— BEGIN Supplied data —

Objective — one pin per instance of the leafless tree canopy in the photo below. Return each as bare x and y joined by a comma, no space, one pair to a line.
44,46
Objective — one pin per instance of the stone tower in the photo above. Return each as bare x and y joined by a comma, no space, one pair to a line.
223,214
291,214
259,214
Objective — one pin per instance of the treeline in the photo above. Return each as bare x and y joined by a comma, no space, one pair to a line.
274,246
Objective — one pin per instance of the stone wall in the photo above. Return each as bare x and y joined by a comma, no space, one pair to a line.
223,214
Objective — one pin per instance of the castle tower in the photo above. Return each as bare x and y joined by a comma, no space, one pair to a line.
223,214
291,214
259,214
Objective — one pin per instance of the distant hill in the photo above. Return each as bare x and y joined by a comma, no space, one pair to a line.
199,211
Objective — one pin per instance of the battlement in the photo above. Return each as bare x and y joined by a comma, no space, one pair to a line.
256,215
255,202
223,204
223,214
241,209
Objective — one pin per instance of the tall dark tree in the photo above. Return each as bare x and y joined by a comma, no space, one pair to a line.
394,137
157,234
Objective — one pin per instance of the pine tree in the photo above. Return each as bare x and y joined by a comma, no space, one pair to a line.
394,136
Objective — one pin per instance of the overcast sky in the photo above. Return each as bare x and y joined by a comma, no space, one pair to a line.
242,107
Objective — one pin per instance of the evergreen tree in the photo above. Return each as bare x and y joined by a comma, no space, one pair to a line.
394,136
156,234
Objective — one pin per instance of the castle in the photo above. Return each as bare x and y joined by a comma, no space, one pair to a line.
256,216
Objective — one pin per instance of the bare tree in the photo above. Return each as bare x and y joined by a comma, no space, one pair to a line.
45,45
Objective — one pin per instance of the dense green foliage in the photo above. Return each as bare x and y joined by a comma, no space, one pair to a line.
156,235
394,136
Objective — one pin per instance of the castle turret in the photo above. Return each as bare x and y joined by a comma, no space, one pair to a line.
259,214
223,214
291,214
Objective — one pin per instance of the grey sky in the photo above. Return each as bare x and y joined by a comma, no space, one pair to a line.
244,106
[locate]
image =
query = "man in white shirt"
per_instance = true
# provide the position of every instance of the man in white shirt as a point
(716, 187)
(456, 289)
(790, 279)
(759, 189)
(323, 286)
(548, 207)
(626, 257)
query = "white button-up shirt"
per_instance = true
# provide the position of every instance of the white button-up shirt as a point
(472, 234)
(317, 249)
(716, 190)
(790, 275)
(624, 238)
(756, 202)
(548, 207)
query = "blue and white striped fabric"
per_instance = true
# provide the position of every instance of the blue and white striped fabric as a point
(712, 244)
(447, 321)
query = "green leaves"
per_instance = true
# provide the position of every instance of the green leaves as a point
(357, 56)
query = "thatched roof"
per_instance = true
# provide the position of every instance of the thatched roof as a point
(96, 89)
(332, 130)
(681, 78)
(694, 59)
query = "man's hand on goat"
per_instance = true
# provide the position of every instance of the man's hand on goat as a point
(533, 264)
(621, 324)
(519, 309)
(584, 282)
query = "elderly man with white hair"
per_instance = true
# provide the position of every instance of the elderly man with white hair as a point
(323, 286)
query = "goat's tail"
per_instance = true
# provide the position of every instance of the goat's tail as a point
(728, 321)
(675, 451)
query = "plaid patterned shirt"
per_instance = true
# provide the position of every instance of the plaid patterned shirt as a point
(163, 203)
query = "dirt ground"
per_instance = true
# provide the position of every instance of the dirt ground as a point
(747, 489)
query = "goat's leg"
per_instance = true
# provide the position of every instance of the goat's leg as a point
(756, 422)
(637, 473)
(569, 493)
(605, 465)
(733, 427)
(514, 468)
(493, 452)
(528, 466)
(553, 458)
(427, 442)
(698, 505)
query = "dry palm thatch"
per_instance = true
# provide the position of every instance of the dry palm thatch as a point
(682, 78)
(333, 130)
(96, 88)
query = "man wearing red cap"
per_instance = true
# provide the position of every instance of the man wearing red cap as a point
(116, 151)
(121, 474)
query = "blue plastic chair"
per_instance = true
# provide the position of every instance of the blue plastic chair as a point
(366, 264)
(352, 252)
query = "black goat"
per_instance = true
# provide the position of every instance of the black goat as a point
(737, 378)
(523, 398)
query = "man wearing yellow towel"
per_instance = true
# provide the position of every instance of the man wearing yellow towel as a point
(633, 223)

— END Supplied data —

● Required work
Which lines in the records above contain the string "thatched", with case counting? Locate each one and copy it out in full.

● Correct response
query = "thatched roof"
# provide the position of every instance of the thatched roof as a point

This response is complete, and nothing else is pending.